Requirements
Turn each non-blank line of the listing below into a row of a Markdown table, with the columns "Row" for its number and "Line" for its text. Leave the pictures out.

****************************************

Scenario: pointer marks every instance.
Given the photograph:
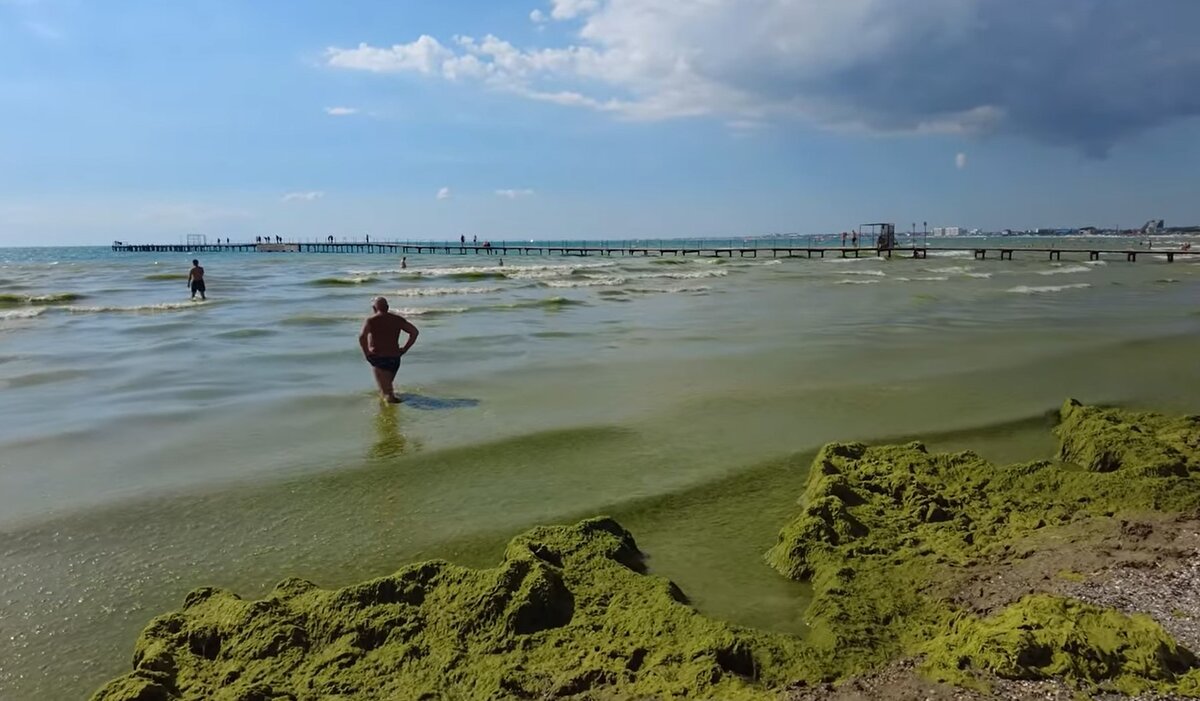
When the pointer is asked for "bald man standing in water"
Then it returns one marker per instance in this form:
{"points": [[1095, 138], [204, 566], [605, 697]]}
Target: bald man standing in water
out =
{"points": [[381, 346]]}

****************************************

Answer to this exercise
| Row | Line |
|---|---|
| 1 | Scenario: pointer marks every instance. |
| 2 | Given the photograph: |
| 3 | When the pointer is asked for "bald man standing in water" |
| 4 | Then it returns one marker per instance in this form: |
| 5 | {"points": [[1095, 138], [204, 566], [605, 697]]} |
| 6 | Target: bald man standing in water |
| 7 | out = |
| 8 | {"points": [[381, 346]]} |